* _WHAT THIS TASK INVOLVES_: Pick out each line in the records below that contains the string "building", and copy those lines. Case counts.

* _DATA LINES_:

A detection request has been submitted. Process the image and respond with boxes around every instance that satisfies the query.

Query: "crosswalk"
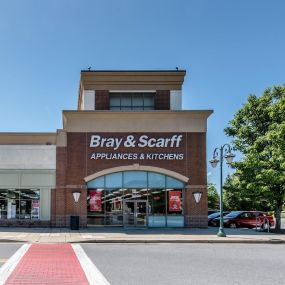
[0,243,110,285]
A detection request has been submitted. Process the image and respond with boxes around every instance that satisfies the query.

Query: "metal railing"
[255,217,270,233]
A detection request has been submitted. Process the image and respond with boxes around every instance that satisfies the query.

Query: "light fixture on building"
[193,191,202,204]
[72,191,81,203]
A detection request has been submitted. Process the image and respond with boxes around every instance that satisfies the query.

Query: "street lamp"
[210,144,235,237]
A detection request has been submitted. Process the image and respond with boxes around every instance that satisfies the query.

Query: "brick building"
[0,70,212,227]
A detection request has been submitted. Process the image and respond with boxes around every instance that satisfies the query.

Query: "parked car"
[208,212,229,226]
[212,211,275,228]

==

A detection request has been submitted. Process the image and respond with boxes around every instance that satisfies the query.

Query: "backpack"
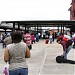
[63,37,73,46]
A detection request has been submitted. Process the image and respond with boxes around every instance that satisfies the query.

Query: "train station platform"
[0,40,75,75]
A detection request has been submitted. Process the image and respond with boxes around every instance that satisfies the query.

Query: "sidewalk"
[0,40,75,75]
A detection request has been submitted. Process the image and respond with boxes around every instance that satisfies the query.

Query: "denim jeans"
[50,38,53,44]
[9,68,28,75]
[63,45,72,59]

* _COMPLETE RESPONSE_:
Query: "light fixture on building"
Query: "brick building"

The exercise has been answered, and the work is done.